_STATED EXERCISE:_ List each line of the data below that contains the string "truck". Case matters.

• • • • • • •

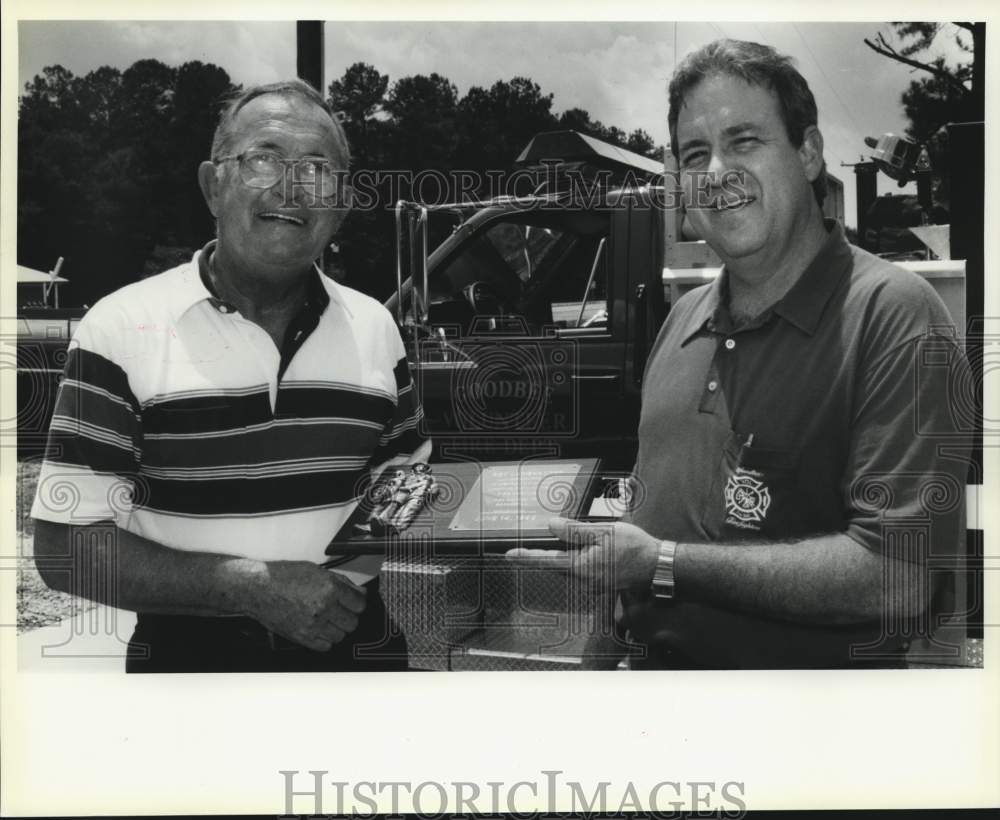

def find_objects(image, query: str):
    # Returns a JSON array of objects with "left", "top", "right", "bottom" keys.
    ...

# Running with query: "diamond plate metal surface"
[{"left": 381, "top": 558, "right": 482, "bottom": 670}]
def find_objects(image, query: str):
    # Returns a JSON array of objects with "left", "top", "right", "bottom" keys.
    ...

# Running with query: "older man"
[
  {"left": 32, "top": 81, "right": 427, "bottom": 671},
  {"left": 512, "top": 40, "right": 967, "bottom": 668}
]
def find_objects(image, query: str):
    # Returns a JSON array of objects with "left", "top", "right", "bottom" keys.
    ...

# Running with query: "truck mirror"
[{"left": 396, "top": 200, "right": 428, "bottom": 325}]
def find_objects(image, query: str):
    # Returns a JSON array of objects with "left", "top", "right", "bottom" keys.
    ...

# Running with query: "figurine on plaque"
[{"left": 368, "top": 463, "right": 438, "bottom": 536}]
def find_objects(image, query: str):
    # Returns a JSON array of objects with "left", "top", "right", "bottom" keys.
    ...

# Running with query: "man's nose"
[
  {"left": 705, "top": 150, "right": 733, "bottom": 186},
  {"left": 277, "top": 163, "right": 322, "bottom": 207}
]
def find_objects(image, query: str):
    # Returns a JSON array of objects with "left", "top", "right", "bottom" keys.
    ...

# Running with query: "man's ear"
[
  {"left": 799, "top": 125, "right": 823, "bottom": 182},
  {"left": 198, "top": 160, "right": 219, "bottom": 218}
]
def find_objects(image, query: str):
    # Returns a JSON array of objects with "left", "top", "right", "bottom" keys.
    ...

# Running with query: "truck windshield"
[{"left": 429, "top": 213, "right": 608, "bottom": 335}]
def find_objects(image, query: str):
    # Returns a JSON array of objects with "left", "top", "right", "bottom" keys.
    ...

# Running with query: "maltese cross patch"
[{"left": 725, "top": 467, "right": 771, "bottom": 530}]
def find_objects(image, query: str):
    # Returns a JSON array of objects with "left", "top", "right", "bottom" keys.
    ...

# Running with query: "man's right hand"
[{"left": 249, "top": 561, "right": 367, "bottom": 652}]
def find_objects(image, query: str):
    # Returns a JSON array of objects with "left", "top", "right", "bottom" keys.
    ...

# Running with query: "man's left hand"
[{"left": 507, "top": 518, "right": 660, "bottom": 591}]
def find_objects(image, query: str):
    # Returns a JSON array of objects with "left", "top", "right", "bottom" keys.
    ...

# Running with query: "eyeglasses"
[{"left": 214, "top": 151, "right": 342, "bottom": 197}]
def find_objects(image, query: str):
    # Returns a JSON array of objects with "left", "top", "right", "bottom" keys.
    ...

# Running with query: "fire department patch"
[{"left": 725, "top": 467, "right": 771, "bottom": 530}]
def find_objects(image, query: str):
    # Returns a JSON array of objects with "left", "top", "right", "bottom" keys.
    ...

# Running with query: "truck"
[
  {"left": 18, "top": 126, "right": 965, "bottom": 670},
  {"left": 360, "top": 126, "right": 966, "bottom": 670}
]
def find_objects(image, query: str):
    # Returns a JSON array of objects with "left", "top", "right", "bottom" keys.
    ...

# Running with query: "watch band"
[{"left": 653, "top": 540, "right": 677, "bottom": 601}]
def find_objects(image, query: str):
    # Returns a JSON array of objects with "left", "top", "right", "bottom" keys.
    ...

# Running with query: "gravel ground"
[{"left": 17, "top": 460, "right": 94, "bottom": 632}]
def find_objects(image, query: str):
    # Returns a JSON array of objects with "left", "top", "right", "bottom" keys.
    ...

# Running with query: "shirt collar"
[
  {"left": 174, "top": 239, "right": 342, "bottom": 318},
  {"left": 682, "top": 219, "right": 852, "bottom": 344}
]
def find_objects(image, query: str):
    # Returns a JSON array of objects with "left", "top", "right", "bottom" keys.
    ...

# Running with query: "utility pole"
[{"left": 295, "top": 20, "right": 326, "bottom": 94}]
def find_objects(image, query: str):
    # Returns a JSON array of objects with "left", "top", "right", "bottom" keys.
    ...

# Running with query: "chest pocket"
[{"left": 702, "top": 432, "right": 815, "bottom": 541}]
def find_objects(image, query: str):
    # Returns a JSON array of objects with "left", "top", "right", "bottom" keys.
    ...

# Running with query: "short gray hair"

• • • • • • •

_OUTPUT BELOW:_
# Running with query: "truck mirror"
# Running with query: "truck windshield"
# Running with query: "truck"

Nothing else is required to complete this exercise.